Dataset entries:
•••
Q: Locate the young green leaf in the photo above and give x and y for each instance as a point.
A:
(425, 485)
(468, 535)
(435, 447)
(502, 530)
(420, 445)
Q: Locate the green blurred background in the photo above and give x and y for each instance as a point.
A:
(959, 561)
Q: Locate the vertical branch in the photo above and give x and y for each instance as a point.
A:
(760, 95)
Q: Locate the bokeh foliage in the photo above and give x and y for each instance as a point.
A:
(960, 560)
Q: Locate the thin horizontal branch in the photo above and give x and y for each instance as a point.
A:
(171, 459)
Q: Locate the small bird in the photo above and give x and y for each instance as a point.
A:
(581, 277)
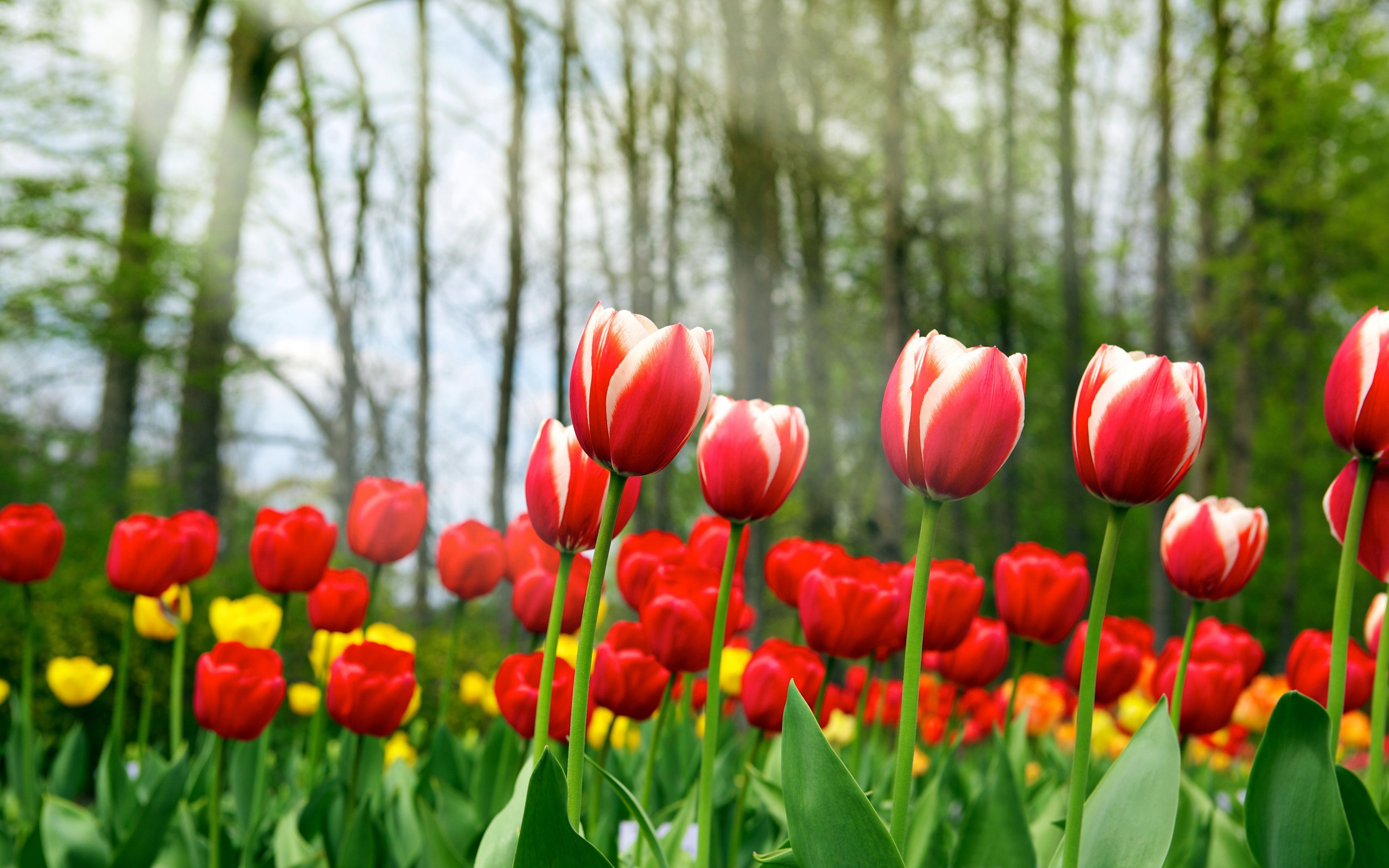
•••
AIM OF THE TASK:
Replace "small bird" with "perched bird" in the lines from the one containing "Q: Locate the thin" through the end of the records, both ends included, and write those lines out with nothing else changed. Leave the pictures out of your answer.

FULL ANSWER:
Q: Locate the thin horizontal branch in the photo above and give x and y for each instance as a point.
A:
(171, 459)
Q: Locate the perched bird in the photo above and give x and y for each instance as a point.
A:
(581, 277)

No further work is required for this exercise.